◆ **Description of the task**
Take the data below and filter it for lines containing the word "branch"; show each line found.

◆ **Records provided**
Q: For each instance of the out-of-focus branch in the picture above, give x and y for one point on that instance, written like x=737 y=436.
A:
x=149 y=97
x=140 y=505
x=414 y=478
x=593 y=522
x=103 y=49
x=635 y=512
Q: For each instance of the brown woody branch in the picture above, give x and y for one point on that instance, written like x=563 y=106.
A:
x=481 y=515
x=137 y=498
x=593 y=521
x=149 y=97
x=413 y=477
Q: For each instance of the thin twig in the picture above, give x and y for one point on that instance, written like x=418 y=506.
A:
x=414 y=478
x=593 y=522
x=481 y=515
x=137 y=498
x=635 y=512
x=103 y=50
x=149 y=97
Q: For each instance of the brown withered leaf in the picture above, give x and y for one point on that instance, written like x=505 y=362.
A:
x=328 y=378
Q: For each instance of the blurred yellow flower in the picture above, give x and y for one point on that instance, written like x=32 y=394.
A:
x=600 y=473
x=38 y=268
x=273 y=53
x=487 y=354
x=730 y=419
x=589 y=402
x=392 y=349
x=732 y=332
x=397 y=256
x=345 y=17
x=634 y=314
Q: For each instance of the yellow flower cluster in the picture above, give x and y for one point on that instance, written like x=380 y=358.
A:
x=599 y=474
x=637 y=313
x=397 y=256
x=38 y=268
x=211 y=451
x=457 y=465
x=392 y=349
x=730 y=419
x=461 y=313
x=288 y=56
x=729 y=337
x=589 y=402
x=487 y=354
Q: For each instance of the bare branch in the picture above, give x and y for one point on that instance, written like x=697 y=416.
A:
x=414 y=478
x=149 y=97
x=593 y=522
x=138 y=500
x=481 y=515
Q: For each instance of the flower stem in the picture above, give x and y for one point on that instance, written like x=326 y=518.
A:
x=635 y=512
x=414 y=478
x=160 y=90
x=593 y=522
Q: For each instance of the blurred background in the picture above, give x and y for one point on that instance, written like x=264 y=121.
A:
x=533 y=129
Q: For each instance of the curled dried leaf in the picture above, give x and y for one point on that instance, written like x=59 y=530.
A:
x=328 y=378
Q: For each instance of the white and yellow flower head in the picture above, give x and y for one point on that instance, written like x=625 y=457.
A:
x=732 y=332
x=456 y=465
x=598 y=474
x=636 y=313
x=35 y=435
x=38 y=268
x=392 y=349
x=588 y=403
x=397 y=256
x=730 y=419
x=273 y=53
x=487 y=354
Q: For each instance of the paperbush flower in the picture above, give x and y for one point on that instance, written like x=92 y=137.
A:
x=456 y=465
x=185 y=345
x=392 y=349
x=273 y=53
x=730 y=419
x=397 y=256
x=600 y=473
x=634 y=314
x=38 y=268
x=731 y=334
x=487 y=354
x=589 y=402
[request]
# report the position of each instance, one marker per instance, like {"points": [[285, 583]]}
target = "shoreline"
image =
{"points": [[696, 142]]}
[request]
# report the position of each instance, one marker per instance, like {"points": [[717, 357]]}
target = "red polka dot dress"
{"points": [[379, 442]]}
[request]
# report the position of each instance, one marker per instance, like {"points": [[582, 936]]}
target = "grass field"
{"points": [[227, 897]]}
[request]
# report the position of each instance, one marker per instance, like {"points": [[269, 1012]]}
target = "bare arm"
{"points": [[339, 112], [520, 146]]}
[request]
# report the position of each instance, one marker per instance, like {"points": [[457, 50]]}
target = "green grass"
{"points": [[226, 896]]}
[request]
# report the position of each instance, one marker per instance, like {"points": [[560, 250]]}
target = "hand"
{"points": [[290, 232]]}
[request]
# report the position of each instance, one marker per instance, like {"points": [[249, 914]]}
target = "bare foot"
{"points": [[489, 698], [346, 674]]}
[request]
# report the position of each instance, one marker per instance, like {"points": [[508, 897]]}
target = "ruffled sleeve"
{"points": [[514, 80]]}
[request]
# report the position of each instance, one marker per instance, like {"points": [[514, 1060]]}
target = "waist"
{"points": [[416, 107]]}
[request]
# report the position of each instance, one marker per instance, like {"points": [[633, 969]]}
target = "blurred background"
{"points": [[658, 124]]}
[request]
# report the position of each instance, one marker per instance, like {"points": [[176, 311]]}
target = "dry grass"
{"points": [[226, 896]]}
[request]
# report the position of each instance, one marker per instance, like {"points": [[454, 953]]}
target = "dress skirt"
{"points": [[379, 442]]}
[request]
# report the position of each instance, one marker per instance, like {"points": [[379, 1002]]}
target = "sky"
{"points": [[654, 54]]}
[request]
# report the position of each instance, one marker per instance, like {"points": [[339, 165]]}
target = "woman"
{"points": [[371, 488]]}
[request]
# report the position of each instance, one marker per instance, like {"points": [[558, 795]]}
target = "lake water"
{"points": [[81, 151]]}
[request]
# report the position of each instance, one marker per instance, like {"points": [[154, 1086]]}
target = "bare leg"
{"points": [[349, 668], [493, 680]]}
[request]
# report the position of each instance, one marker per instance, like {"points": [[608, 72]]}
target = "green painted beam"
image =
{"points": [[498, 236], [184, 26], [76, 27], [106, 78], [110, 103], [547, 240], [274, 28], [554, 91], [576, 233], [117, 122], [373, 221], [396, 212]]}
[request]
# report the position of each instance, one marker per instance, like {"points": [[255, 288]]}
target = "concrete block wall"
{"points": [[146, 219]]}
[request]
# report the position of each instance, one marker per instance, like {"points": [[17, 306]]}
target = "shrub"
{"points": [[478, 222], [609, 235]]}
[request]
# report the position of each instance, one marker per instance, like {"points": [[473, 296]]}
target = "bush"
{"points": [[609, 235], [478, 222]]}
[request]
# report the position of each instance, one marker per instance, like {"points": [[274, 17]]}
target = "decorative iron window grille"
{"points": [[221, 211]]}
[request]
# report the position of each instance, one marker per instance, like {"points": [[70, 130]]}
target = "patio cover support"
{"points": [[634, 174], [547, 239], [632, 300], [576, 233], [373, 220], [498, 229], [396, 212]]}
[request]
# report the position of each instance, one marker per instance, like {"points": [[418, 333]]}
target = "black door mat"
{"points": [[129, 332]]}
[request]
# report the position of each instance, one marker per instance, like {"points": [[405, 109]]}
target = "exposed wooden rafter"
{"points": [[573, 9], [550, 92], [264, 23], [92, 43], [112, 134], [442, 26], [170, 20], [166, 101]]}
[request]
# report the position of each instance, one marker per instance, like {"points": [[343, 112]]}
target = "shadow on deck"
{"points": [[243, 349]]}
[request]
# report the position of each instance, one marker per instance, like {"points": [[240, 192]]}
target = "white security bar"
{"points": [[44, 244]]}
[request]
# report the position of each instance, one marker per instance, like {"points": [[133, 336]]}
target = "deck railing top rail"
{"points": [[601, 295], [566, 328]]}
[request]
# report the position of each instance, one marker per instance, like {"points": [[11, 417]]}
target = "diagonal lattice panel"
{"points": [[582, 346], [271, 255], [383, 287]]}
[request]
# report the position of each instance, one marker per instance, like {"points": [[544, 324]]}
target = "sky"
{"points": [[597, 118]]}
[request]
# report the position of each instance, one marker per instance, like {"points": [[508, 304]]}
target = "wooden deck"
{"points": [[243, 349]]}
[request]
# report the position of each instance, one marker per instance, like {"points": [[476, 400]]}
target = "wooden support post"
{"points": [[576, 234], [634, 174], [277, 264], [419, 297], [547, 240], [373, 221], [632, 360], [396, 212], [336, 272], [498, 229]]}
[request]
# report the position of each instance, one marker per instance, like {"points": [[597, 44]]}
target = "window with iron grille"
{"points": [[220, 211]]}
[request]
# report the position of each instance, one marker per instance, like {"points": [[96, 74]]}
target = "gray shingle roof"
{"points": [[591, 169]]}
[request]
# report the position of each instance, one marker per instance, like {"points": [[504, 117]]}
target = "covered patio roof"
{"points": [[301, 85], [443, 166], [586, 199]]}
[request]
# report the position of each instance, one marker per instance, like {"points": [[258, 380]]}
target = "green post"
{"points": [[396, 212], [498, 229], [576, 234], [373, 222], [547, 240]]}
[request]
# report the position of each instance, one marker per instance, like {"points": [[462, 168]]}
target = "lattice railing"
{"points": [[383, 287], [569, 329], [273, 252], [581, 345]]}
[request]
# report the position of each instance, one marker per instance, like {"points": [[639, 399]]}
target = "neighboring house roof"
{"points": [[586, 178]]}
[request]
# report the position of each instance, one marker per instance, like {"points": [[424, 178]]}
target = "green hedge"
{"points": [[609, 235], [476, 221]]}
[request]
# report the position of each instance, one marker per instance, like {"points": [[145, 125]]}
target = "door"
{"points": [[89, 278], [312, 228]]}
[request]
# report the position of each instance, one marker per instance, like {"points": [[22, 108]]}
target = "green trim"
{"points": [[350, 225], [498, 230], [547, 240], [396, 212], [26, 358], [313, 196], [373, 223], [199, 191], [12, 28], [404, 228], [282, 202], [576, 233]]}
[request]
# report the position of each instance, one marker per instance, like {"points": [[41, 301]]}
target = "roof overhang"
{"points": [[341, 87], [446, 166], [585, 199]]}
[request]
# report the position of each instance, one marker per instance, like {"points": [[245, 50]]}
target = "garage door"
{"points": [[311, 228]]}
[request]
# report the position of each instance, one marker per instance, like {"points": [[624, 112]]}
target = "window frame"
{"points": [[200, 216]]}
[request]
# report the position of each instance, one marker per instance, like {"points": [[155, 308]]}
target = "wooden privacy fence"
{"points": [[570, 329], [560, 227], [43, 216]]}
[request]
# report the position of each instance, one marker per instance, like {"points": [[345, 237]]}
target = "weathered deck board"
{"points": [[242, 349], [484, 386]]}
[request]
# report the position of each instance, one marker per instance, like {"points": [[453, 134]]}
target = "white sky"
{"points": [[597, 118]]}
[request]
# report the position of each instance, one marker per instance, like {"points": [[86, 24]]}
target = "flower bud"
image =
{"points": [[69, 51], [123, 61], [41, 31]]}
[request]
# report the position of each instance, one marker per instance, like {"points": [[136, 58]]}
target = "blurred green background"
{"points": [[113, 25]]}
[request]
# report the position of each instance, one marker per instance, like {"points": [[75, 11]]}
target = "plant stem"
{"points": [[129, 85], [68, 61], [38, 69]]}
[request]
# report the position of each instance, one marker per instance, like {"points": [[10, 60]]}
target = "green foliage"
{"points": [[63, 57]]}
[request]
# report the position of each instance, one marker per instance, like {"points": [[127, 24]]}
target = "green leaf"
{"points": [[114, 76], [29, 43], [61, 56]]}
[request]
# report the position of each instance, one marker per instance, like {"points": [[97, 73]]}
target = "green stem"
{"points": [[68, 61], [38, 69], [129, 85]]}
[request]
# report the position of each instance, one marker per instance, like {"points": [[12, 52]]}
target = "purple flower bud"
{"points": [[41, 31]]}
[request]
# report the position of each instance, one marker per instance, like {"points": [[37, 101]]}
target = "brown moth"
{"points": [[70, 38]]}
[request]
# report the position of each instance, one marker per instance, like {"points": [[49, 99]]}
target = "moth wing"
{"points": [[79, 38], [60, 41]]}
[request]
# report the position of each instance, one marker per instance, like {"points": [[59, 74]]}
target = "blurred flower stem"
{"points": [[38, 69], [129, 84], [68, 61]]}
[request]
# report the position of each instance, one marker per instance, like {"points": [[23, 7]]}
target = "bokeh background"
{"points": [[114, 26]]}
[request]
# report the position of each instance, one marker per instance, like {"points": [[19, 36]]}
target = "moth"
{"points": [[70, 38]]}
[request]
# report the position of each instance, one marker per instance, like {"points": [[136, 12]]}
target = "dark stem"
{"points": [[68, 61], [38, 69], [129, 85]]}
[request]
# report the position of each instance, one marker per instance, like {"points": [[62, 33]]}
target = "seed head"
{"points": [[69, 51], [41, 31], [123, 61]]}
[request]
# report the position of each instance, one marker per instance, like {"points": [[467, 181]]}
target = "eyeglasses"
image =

◆ **Exercise output**
Q: For each instance of the out-of-focus branch in the picture above, give x and y for one point on that instance, written like x=737 y=436.
Q: For each instance of the brown woody branch in the picture above, give x and y for one point on that instance, written like x=563 y=106.
Q: For each instance of the bare branch in the picture above, give x and y for one point on that instance, written like x=697 y=416.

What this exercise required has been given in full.